- **Cosa fare**
1 – Ricopia parola per parola il brano sull'Italia e l'euro, tutto ciò che va da "Oggi però la" fino a "di alcun tipo.".
2 – Rispondi in breve a queste domande sul brano sull'Italia e l'euro:
(a) In caso di ritorno alla lira, quale ristrutturazione diventerebbe ancora più impellente?
(b) Quale categoria viene indicata come esempio di quelle uscite indenni da due crisi?
(c) In quale arco di tempo si è verificata la devastazione tra le principali società di costruzioni italiane?

Il problema per l’Italia diventa evidente e non si tratta più del trito e ritrito dibattito tra “sovranisti” ed “europeisti”. Il problema della permanenza nell’euro dell’Italia era strutturale ancora prima della crisi del 2008 e diventa più pressante a ogni crisi, specialmente se sistemica e profonda come quella che causerà il coronavirus. L’Italia per stare nell’euro, una valuta forte, avrebbe dovuto profondamente riformare lo Stato, la burocrazia e l’amministrazione della giustizia e colpire una rendita che grava in modo pesantissimo sulle spalle delle aziende e dei giovani senza lavoro. Questo non è avvenuto e quindi il problema oggi esplode in tutta la sua gravità. Giusto per evitare equivoci, l’eventuale ritorno alla lira o a nuove valute non ci farebbe magicamente tornare agli anni 80 e nemmeno agli anni 60. A quel punto la ristrutturazione della burocrazia e della spesa sociale sarebbe ancora più impellente pena la sudamericanizzazione del Paese.



Oggi però la questione dell’euro e dell’Italia si sta esplicitando in tutta la sua profondità. Un’impresa lombarda o marchigiana o campana o pugliese non potrà in nessun modo ripresentarsi al via della ripresa, rigiocandosi clienti e quote di mercato, se sarà messa nelle condizioni di misurarsi con aziende salvate dagli Stati, con aliquote fiscali molto inferiori, perché gli Stati di appartenenza faranno molto più deficit, con la stessa valuta e nello stesso mercato comune senza dazi. Su questo livello della questione non crediamo ci possano essere divisioni “ideologiche” di alcun tipo.



Certo l’Italia può e dovrebbe fare scelte dolorose sulla spesa sociale. Non è possibile pensare che, come nel 2009 e nel 2012, intere categorie passino indenni questa crisi gravissima e vedano aumentare il carico di tasse su tutto il resto che produce. Vogliamo essere espliciti e brutali. Intere categorie, per esempio quella dei dipendenti pubblici, non solo sono uscite completamente indenni da due crisi bestiali ma sono state premiate, in relativo, rispetto a tutti gli altri. In un mondo dove la disoccupazione privata esplode e i prezzi scendono, mantenere un salario certo più dell’oro e invariato significa un trasferimento di ricchezza da pubblico a privato e significa caricare il privato, le imprese, di un peso doppio oltre a quello della recessione. Il peso delle tasse. Oltretutto si distrugge la spesa “buona” per infrastrutture come testimonia la devastazione occorsa negli ultimi 5 anni tra le principali società di costruzioni italiane cha hanno visto letteralmente sparire il mercato nazionale.

- **Righe fornite**
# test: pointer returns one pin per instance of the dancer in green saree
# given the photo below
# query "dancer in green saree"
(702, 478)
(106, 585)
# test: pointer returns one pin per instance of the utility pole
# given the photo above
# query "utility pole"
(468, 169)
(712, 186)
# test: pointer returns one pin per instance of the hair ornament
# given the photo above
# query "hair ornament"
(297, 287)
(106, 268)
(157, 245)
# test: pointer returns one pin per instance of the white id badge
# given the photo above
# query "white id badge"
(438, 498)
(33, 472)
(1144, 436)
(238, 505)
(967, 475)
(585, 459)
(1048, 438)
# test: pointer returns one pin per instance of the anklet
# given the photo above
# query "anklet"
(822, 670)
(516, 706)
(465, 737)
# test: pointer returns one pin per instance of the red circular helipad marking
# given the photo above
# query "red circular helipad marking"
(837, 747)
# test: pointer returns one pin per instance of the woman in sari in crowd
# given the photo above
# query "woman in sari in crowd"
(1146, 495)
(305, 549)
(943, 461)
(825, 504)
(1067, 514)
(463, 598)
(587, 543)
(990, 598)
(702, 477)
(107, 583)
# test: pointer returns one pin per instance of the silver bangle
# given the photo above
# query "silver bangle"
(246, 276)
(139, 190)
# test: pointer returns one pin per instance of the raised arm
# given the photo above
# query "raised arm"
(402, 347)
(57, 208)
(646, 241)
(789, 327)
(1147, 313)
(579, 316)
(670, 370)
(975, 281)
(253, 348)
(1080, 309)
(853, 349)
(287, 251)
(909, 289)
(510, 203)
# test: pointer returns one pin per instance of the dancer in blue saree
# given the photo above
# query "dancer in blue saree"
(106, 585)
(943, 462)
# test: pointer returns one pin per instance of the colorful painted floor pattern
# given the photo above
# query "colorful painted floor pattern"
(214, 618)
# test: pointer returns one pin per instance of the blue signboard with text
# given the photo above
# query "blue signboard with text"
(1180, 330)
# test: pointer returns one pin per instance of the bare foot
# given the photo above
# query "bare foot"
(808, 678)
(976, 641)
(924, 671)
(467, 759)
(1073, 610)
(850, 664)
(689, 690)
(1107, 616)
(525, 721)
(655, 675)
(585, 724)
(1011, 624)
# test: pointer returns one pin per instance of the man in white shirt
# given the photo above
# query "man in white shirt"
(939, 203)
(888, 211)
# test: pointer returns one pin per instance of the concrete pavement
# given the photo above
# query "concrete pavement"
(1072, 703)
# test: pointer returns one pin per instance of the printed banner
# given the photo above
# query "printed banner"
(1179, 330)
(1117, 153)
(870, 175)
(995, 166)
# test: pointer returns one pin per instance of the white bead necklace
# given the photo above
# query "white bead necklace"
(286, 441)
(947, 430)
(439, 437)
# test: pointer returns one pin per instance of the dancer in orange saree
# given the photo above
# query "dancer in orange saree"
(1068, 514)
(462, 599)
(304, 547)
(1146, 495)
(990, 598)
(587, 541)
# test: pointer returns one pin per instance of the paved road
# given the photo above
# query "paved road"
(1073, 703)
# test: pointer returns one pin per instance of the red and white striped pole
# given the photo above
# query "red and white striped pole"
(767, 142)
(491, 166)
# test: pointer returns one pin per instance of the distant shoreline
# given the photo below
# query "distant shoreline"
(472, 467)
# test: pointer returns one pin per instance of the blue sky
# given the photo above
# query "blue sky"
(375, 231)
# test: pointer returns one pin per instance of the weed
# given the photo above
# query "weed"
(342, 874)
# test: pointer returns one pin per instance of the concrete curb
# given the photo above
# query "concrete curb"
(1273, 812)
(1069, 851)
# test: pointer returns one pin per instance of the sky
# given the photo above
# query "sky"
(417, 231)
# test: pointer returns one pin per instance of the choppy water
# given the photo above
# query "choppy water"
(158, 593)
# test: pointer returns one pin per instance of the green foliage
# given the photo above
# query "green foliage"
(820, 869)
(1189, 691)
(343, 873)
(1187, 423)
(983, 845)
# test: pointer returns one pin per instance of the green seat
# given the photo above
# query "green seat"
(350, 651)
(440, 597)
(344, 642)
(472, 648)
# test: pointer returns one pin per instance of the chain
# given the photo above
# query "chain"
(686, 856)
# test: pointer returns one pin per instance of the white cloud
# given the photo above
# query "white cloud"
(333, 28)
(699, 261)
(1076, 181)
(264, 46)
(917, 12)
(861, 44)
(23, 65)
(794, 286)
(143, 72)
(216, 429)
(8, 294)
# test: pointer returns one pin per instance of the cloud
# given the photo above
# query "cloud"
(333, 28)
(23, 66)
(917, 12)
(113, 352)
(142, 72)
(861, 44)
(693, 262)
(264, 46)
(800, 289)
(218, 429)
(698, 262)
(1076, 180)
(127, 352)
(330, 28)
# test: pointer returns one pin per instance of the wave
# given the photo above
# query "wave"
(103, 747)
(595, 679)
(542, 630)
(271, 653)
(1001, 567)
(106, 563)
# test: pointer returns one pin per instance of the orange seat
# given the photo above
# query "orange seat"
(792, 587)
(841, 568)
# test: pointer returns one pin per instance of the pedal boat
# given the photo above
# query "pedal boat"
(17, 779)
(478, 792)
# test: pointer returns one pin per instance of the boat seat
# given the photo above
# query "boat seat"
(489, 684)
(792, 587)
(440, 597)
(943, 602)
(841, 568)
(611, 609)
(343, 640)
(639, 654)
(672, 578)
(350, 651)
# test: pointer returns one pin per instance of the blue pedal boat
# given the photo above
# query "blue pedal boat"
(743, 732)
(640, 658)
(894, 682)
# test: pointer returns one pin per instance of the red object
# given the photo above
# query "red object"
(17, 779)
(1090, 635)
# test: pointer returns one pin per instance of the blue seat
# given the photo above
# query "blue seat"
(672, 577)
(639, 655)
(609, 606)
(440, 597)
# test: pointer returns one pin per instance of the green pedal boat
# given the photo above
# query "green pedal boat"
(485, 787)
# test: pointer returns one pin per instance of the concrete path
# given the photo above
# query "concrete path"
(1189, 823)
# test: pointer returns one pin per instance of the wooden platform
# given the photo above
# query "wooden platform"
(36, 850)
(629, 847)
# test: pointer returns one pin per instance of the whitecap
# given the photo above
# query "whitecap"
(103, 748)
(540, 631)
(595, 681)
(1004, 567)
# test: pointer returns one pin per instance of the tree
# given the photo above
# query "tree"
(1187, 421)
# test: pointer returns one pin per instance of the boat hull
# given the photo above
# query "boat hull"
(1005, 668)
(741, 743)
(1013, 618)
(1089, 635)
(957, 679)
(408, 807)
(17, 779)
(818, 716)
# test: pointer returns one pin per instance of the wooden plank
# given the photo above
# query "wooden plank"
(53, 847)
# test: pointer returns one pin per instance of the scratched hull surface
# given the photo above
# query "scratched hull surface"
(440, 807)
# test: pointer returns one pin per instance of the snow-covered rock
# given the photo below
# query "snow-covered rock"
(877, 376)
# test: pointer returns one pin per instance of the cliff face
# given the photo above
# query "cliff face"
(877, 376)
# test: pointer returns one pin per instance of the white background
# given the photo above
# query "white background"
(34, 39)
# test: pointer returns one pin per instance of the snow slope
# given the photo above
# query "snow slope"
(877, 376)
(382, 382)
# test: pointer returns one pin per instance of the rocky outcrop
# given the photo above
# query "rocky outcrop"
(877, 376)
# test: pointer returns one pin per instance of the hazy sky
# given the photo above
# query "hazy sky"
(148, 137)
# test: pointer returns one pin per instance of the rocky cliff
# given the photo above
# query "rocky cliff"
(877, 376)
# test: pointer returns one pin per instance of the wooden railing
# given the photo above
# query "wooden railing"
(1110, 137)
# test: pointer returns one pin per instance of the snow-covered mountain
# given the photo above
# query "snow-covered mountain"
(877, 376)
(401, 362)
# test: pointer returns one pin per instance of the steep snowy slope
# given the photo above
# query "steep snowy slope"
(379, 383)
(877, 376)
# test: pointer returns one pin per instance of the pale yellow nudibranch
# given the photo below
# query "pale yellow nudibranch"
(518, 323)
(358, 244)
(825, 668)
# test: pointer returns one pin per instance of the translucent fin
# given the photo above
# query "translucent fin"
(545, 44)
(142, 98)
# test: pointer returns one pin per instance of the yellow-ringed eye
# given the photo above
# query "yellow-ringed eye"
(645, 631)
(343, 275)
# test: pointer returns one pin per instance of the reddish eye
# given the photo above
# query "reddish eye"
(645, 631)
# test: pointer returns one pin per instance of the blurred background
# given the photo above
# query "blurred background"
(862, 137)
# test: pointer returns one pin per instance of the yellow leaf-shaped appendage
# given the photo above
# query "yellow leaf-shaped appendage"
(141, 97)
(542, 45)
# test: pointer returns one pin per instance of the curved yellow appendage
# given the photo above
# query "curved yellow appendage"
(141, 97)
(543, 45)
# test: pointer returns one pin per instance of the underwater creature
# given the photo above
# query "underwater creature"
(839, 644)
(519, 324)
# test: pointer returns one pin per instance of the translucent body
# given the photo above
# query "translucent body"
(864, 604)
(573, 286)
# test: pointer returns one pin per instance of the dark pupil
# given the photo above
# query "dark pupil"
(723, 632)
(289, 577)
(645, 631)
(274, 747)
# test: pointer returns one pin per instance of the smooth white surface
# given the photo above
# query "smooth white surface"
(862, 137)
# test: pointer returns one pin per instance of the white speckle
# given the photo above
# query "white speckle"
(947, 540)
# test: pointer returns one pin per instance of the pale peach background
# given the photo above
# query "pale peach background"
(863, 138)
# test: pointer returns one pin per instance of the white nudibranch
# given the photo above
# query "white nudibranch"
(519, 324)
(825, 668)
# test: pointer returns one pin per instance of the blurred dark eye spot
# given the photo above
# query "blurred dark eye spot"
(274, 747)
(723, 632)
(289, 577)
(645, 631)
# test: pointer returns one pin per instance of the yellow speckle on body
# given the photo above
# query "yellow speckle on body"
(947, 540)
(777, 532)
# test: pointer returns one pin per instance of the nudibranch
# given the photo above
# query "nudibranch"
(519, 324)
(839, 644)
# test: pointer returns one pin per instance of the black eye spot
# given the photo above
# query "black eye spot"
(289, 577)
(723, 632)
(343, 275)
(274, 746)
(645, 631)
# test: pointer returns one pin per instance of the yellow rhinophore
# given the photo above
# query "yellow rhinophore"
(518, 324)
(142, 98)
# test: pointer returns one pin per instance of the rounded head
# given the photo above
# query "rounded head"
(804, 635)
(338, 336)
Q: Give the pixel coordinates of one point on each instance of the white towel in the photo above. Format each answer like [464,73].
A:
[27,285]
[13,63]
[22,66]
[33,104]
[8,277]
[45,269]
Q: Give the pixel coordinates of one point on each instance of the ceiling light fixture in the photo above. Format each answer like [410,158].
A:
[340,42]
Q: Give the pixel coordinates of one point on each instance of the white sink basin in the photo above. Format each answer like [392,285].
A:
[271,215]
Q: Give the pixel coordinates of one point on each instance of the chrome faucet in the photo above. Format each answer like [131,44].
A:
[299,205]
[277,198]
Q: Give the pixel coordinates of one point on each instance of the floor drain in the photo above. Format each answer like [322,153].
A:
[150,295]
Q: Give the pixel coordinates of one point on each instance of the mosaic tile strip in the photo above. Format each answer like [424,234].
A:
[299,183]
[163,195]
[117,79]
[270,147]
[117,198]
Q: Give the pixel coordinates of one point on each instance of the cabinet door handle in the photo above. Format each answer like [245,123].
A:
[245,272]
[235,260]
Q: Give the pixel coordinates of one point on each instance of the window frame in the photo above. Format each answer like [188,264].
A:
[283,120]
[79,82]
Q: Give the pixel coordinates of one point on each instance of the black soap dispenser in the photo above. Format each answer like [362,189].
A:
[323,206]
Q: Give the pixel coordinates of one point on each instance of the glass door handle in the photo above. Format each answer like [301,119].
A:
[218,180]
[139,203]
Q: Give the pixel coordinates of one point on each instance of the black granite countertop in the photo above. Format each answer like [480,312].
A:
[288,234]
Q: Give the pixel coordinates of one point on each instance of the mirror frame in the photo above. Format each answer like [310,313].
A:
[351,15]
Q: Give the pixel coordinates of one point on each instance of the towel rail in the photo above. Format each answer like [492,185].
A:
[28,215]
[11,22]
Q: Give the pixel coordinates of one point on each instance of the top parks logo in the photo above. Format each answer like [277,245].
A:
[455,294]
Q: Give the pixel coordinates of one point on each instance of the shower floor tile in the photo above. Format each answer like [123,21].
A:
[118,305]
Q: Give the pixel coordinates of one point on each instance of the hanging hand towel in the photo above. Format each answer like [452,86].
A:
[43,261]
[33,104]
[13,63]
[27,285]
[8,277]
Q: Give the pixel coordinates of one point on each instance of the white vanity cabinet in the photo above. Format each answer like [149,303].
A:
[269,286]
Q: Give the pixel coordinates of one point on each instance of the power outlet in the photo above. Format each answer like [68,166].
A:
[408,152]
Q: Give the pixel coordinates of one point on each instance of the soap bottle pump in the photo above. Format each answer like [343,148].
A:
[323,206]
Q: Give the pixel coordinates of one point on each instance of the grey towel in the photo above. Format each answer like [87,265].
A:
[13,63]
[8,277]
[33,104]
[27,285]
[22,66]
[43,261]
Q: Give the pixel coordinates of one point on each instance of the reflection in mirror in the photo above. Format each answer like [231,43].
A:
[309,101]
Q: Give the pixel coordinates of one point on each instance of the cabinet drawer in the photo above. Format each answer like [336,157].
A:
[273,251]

- **Risposte in ordine**
1 –
Oggi però la questione dell’euro e dell’Italia si sta esplicitando in tutta la sua profondità. Un’impresa lombarda o marchigiana o campana o pugliese non potrà in nessun modo ripresentarsi al via della ripresa, rigiocandosi clienti e quote di mercato, se sarà messa nelle condizioni di misurarsi con aziende salvate dagli Stati, con aliquote fiscali molto inferiori, perché gli Stati di appartenenza faranno molto più deficit, con la stessa valuta e nello stesso mercato comune senza dazi. Su questo livello della questione non crediamo ci possano essere divisioni “ideologiche” di alcun tipo.

2 –
(a) La ristrutturazione della burocrazia e della spesa sociale.
(b) I dipendenti pubblici.
(c) Negli ultimi 5 anni.